WHAT IS NEEDED: Rewrite the records between the lines holding "Would you mind picking out the watch" and "<point>467,380</point>", inclusive, keeping the request text unchanged and multiplying each point coordinate in the answers by 1.95, rounded to whole numbers with halves rounded up. Omit the pictures from your output.

DATA SECTION:
>>>

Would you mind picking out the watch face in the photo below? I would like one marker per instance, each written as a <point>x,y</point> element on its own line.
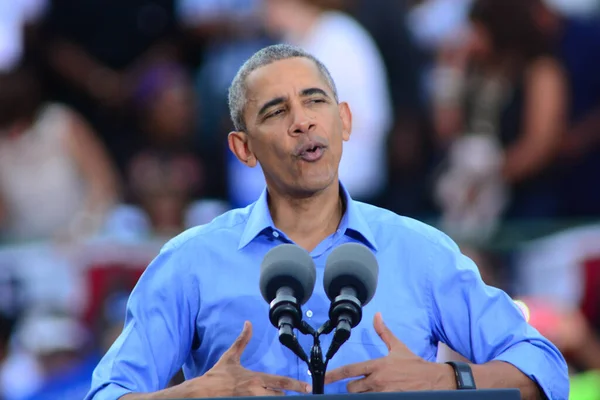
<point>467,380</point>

<<<
>>>

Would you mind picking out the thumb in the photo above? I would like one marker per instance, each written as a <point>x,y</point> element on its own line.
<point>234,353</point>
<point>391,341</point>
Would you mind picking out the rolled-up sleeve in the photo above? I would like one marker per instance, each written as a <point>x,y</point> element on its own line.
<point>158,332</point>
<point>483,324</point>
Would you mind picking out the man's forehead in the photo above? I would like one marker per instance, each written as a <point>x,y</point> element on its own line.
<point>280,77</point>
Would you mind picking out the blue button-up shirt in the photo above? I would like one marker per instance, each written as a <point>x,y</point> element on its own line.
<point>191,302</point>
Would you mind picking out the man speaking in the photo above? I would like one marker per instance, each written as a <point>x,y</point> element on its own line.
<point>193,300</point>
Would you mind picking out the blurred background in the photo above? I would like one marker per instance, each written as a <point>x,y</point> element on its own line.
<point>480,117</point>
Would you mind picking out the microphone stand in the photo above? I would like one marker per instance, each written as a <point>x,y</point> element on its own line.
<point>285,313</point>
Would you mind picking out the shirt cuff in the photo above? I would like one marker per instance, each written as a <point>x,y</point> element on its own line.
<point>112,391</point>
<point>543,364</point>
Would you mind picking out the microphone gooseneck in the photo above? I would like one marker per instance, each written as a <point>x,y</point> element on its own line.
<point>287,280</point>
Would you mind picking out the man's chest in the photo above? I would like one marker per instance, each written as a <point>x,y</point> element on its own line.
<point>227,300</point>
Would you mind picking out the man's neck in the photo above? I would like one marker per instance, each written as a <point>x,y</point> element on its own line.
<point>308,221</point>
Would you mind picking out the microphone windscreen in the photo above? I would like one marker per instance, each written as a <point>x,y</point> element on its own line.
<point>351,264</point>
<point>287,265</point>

<<<

TASK OUTPUT:
Would you mind picking out the watch face in the photo below? I would like one marker per instance, each written as a <point>x,y</point> element on its own line.
<point>911,741</point>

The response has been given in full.